**Dataset content**
▼▼▼
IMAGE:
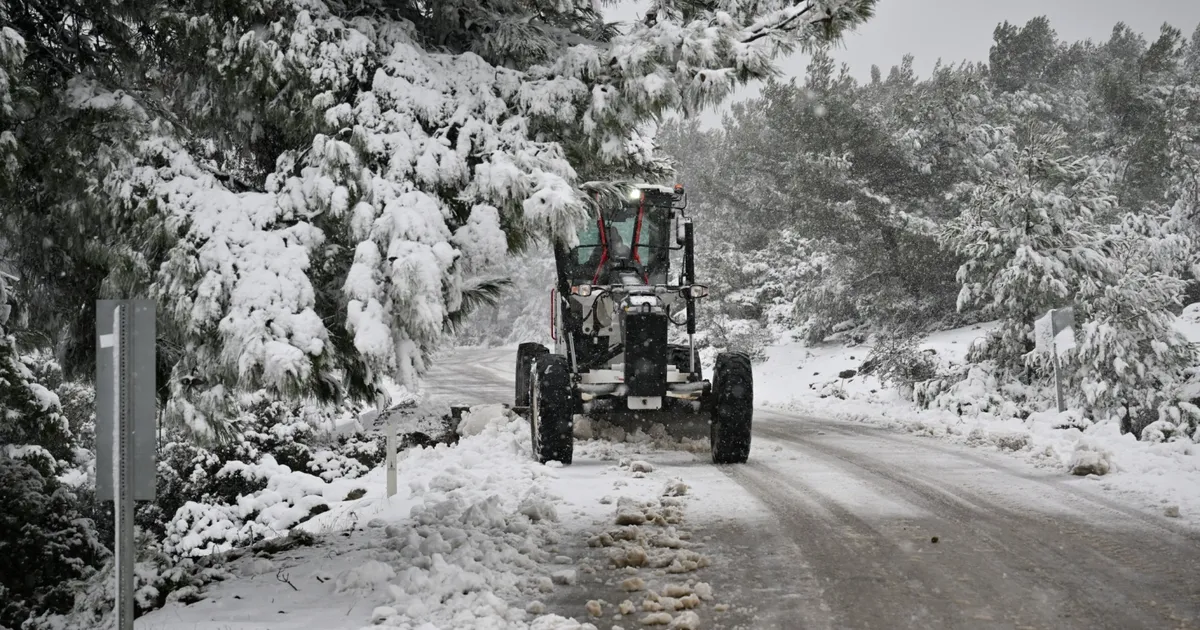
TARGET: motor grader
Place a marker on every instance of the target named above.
(611, 312)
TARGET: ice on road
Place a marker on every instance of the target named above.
(835, 525)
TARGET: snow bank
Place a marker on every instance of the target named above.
(468, 541)
(805, 379)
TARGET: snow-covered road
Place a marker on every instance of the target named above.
(835, 525)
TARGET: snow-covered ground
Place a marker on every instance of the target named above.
(477, 537)
(1164, 478)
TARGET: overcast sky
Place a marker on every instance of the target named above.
(957, 30)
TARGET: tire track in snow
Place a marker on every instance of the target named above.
(1063, 565)
(1079, 497)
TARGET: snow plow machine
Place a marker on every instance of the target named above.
(611, 311)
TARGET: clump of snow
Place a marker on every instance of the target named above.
(480, 417)
(1090, 459)
(685, 621)
(633, 585)
(655, 618)
(583, 429)
(675, 487)
(639, 466)
(565, 577)
(372, 575)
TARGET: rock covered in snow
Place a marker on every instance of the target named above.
(565, 577)
(480, 417)
(655, 618)
(1090, 459)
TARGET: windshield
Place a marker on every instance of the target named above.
(610, 239)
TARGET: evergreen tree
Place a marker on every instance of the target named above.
(45, 540)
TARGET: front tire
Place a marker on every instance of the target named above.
(527, 353)
(732, 408)
(551, 413)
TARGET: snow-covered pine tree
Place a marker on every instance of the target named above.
(321, 179)
(43, 539)
(1131, 360)
(1029, 232)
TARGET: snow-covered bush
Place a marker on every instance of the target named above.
(748, 336)
(897, 359)
(45, 541)
(273, 473)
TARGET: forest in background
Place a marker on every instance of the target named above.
(316, 192)
(319, 192)
(1056, 174)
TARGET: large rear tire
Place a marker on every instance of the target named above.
(551, 413)
(732, 408)
(683, 363)
(527, 353)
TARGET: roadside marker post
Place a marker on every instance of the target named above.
(1055, 333)
(126, 413)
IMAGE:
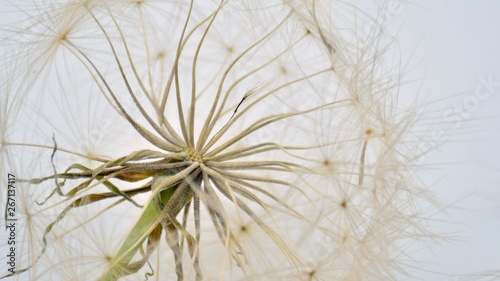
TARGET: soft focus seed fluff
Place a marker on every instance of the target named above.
(205, 140)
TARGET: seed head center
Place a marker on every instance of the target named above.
(193, 155)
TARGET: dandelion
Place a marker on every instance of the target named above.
(203, 140)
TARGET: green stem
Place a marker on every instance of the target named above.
(147, 222)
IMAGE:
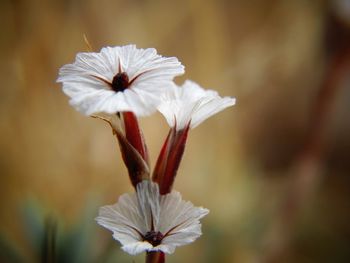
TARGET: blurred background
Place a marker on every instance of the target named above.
(273, 170)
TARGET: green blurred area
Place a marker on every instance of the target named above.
(273, 170)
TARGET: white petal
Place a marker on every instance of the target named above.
(180, 105)
(148, 199)
(137, 247)
(146, 210)
(84, 81)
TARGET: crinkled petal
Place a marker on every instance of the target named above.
(137, 247)
(146, 210)
(191, 103)
(88, 80)
(148, 199)
(123, 219)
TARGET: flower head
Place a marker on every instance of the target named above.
(148, 221)
(118, 79)
(191, 104)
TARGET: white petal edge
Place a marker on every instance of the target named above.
(190, 102)
(89, 95)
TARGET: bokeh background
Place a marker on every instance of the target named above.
(273, 170)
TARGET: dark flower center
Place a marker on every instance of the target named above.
(153, 237)
(120, 82)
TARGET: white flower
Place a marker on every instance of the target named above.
(191, 104)
(148, 221)
(118, 79)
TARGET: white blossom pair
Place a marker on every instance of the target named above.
(123, 80)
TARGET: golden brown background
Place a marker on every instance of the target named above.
(273, 170)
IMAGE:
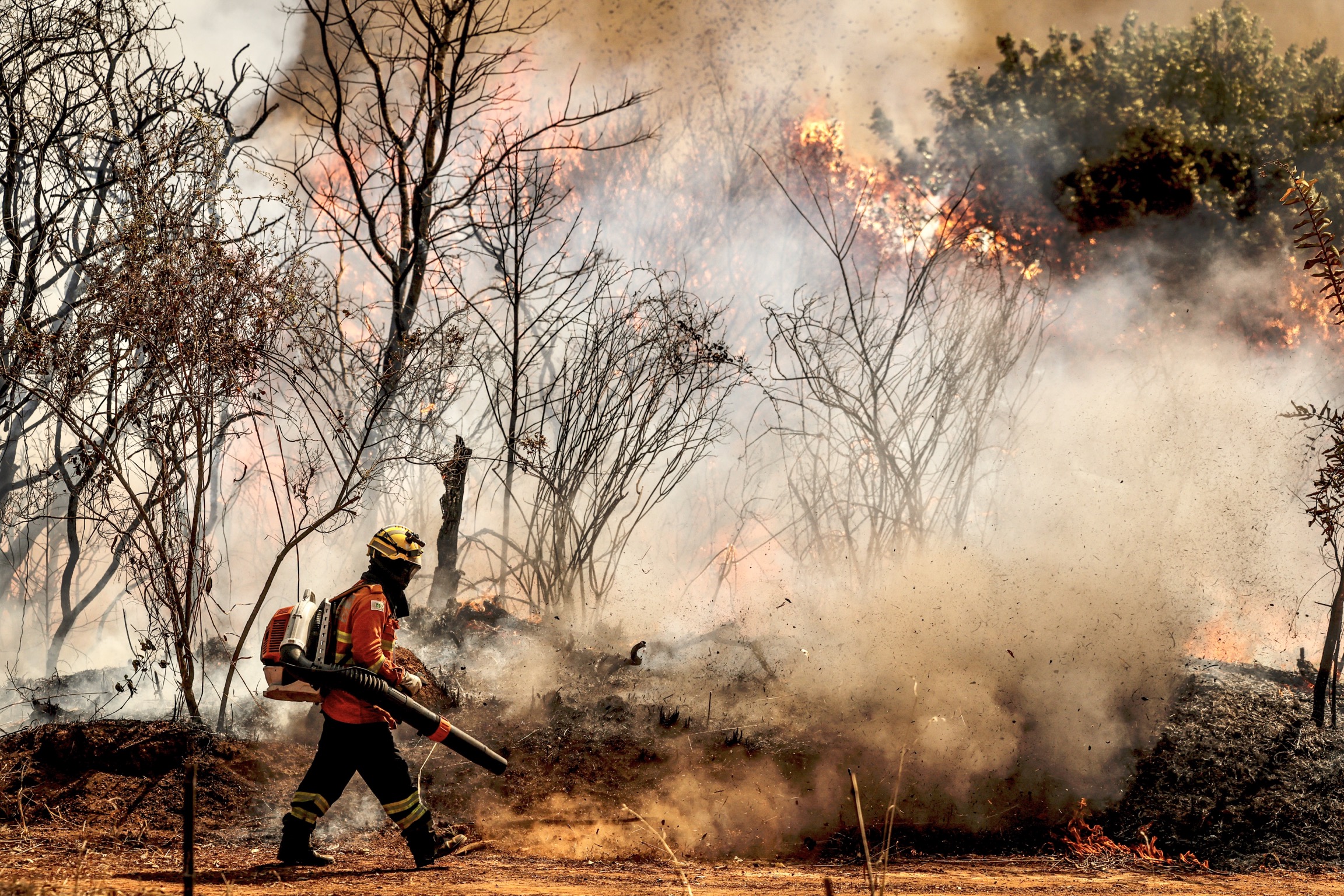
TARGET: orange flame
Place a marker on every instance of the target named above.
(1084, 840)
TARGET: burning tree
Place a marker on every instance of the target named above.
(1325, 428)
(82, 89)
(885, 398)
(603, 387)
(151, 374)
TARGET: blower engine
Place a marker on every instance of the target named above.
▲▲▲
**Your goal**
Recast every row above as a numbered list, skipping blank lines and leaving the pictures out.

**The answer**
1. IMAGE:
2. TARGET: motor grader
3. Place a marker on every instance of the target named above.
4. (611, 312)
5. TARGET: ice on road
6. Place a marker on every instance of the target named above.
7. (835, 525)
8. TARGET: snow bank
9. Place a marker on every instance of the target named above.
10. (468, 541)
11. (805, 379)
12. TARGET: snow-covered road
13. Place a marker on every instance of the target named above.
14. (835, 525)
15. TARGET: snow-covered ground
16. Place a marker on every instance of the target named above.
17. (477, 537)
18. (1164, 478)
19. TARGET: overcast sky
20. Place a marker on every instance of the target named above.
21. (957, 30)
22. TARGET: tire track in snow
23. Place a marker on every instance of the target named above.
24. (1063, 565)
25. (1079, 497)
26. TARGET: snow plow machine
27. Place a marker on every instance of the target named above.
28. (611, 311)
29. TARGET: clump of snow
30. Place a marker on every instance of the target named above.
31. (480, 417)
32. (1090, 459)
33. (685, 621)
34. (633, 585)
35. (655, 618)
36. (583, 429)
37. (675, 487)
38. (639, 466)
39. (565, 577)
40. (372, 575)
41. TARGET: rock covered in snow
42. Place a marker on every instance of the target named above.
43. (565, 577)
44. (480, 417)
45. (655, 618)
46. (1090, 459)
47. TARGET: windshield
48. Place a marker on every instance of the target named above.
49. (610, 239)
50. TARGET: evergreen tree
51. Place a marker on every instance of the target named above.
52. (45, 540)
53. TARGET: front tire
54. Place a marker on every instance of the target named above.
55. (527, 353)
56. (732, 408)
57. (551, 413)
58. TARGET: snow-covered pine tree
59. Place a marker on every instance of the target named above.
60. (321, 179)
61. (43, 539)
62. (1131, 360)
63. (1029, 232)
64. TARGET: snow-covered bush
65. Place a marker on every instance of the target named above.
66. (748, 336)
67. (897, 359)
68. (45, 541)
69. (273, 473)
70. TARGET: forest in background
71. Place a marker on every instance of the target named above.
72. (316, 192)
73. (319, 192)
74. (1056, 174)
75. TARGET: large rear tire
76. Place a marker on every instance of the target named above.
77. (551, 413)
78. (732, 408)
79. (683, 363)
80. (527, 353)
81. TARGET: roadside marker post
82. Place a marker on every instance of the target named above.
83. (1055, 333)
84. (126, 413)
85. IMAGE:
86. TARGET: soft focus seed fluff
87. Place a marker on every instance of the target named above.
88. (205, 140)
89. TARGET: seed head center
90. Place a marker on every instance of the target named above.
91. (193, 155)
92. TARGET: dandelion
93. Place a marker on every instance of the target named above.
94. (203, 140)
95. TARGET: green stem
96. Place a marker on every instance of the target named above.
97. (147, 222)
98. IMAGE:
99. TARGET: blurred background
100. Place a marker on every instance of the target named above.
101. (273, 170)
102. TARGET: green blurred area
103. Place a marker on every instance of the target named above.
104. (273, 170)
105. TARGET: white petal
106. Place a marker on every instance of the target named above.
107. (180, 105)
108. (148, 199)
109. (137, 247)
110. (146, 210)
111. (84, 81)
112. TARGET: crinkled petal
113. Place a marker on every instance of the target named above.
114. (137, 247)
115. (146, 210)
116. (191, 103)
117. (88, 80)
118. (148, 199)
119. (123, 219)
120. TARGET: flower head
121. Place a marker on every instance of the target named above.
122. (148, 221)
123. (118, 79)
124. (191, 104)
125. TARGET: white petal edge
126. Place a marker on every instance of the target named above.
127. (190, 102)
128. (89, 95)
129. TARGET: bokeh background
130. Place a marker on every instance of the target named above.
131. (273, 170)
132. TARGET: dark flower center
133. Place a marker on every instance of the target named above.
134. (153, 237)
135. (120, 82)
136. TARGET: white flower
137. Place a marker on every instance of the target named above.
138. (191, 104)
139. (148, 221)
140. (118, 79)
141. TARGET: white blossom pair
142. Place a marker on every instance of the target named above.
143. (123, 80)
144. TARGET: golden brown background
145. Place a marker on every instance of the target named above.
146. (273, 170)
147. IMAGE:
148. TARGET: orange flame
149. Place a marker on every instance of the target named above.
150. (1084, 840)
151. TARGET: burning tree
152. Place a marker on every instance of the target named above.
153. (1325, 428)
154. (82, 89)
155. (885, 398)
156. (603, 387)
157. (151, 374)
158. TARGET: blower engine
159. Place a marker on every instance of the target named above.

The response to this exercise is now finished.